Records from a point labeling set
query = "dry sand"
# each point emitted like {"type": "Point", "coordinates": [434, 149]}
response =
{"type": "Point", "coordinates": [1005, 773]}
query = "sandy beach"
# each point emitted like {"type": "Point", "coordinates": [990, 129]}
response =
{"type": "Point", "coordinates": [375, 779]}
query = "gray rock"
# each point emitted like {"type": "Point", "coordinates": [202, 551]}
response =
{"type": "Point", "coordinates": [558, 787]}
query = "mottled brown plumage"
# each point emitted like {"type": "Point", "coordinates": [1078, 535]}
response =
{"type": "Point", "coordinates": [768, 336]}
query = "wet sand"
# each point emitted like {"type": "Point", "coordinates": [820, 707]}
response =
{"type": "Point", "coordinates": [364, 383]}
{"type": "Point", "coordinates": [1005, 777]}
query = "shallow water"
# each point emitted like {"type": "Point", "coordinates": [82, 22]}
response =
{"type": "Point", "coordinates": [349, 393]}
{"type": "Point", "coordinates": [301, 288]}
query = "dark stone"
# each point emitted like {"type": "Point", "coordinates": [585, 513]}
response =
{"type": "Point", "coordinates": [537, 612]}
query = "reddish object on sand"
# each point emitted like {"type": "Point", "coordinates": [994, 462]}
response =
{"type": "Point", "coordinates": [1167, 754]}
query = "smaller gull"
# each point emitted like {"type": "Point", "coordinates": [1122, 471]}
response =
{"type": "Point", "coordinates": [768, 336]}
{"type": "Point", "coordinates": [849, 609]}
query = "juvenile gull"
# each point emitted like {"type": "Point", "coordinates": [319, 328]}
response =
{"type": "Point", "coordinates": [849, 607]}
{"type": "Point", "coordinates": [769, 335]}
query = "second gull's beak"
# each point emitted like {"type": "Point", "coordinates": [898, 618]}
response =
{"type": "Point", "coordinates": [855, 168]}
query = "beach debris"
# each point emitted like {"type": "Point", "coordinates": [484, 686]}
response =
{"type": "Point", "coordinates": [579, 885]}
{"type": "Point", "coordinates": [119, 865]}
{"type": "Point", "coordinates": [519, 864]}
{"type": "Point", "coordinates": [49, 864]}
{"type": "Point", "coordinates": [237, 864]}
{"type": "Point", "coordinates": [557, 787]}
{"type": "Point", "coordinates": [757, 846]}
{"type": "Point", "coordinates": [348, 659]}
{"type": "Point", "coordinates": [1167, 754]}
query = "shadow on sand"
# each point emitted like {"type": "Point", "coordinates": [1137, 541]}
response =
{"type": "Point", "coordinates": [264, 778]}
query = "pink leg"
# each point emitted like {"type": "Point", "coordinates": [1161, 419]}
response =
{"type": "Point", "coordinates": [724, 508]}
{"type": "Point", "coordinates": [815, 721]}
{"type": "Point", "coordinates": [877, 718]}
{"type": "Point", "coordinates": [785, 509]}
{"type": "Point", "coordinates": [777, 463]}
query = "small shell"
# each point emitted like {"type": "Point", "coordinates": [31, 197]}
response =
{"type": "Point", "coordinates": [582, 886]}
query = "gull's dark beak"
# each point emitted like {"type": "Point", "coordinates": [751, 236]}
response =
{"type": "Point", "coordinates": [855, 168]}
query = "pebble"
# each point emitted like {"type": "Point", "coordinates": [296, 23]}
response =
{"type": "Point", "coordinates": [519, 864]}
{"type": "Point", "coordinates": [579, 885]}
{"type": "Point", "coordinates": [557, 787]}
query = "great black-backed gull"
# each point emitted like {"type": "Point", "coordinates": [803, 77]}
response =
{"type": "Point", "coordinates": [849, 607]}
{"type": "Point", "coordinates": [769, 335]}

[Given problem] Copy every line of the material, please, keeping it exactly the same.

[Expected answer]
query = "dry sand"
# each point emitted like {"type": "Point", "coordinates": [434, 149]}
response =
{"type": "Point", "coordinates": [1005, 773]}
query = "sandy beach"
# each point emitted like {"type": "Point", "coordinates": [990, 129]}
response =
{"type": "Point", "coordinates": [375, 779]}
query = "gray rock"
# each point emitted like {"type": "Point", "coordinates": [202, 551]}
response =
{"type": "Point", "coordinates": [558, 787]}
query = "mottled brown plumage"
# each point emitted like {"type": "Point", "coordinates": [1078, 535]}
response =
{"type": "Point", "coordinates": [768, 336]}
query = "wet sand"
# each point emitted like {"type": "Point", "coordinates": [820, 707]}
response =
{"type": "Point", "coordinates": [364, 383]}
{"type": "Point", "coordinates": [1005, 777]}
query = "shallow water"
# each point emitted like {"type": "Point", "coordinates": [82, 22]}
response =
{"type": "Point", "coordinates": [349, 393]}
{"type": "Point", "coordinates": [301, 288]}
query = "dark stone"
# each point emitted like {"type": "Point", "coordinates": [585, 513]}
response =
{"type": "Point", "coordinates": [537, 612]}
query = "reddish object on sand"
# each point emitted like {"type": "Point", "coordinates": [994, 462]}
response =
{"type": "Point", "coordinates": [1167, 754]}
query = "smaller gull"
# each point emitted like {"type": "Point", "coordinates": [1122, 471]}
response =
{"type": "Point", "coordinates": [768, 336]}
{"type": "Point", "coordinates": [849, 609]}
query = "juvenile gull"
# each point emitted like {"type": "Point", "coordinates": [319, 328]}
response =
{"type": "Point", "coordinates": [849, 607]}
{"type": "Point", "coordinates": [769, 335]}
query = "second gull's beak"
# each point emitted like {"type": "Point", "coordinates": [898, 618]}
response =
{"type": "Point", "coordinates": [855, 168]}
query = "beach debris"
# each point emitted like {"type": "Point", "coordinates": [484, 686]}
response =
{"type": "Point", "coordinates": [579, 885]}
{"type": "Point", "coordinates": [119, 865]}
{"type": "Point", "coordinates": [519, 864]}
{"type": "Point", "coordinates": [49, 864]}
{"type": "Point", "coordinates": [237, 864]}
{"type": "Point", "coordinates": [557, 787]}
{"type": "Point", "coordinates": [757, 846]}
{"type": "Point", "coordinates": [348, 659]}
{"type": "Point", "coordinates": [1167, 754]}
query = "shadow on sand"
# each point emitted like {"type": "Point", "coordinates": [1137, 541]}
response =
{"type": "Point", "coordinates": [264, 778]}
query = "pink leg"
# each point emitted like {"type": "Point", "coordinates": [1161, 419]}
response =
{"type": "Point", "coordinates": [724, 508]}
{"type": "Point", "coordinates": [815, 721]}
{"type": "Point", "coordinates": [877, 718]}
{"type": "Point", "coordinates": [785, 509]}
{"type": "Point", "coordinates": [777, 463]}
query = "small shell"
# each point emitted like {"type": "Point", "coordinates": [31, 197]}
response =
{"type": "Point", "coordinates": [582, 886]}
query = "gull's dark beak"
# each point emitted like {"type": "Point", "coordinates": [751, 236]}
response =
{"type": "Point", "coordinates": [855, 168]}
query = "pebble"
# each point emitted like {"type": "Point", "coordinates": [296, 23]}
response =
{"type": "Point", "coordinates": [519, 864]}
{"type": "Point", "coordinates": [579, 885]}
{"type": "Point", "coordinates": [557, 787]}
query = "great black-backed gull"
# each point emitted like {"type": "Point", "coordinates": [803, 77]}
response =
{"type": "Point", "coordinates": [849, 607]}
{"type": "Point", "coordinates": [769, 335]}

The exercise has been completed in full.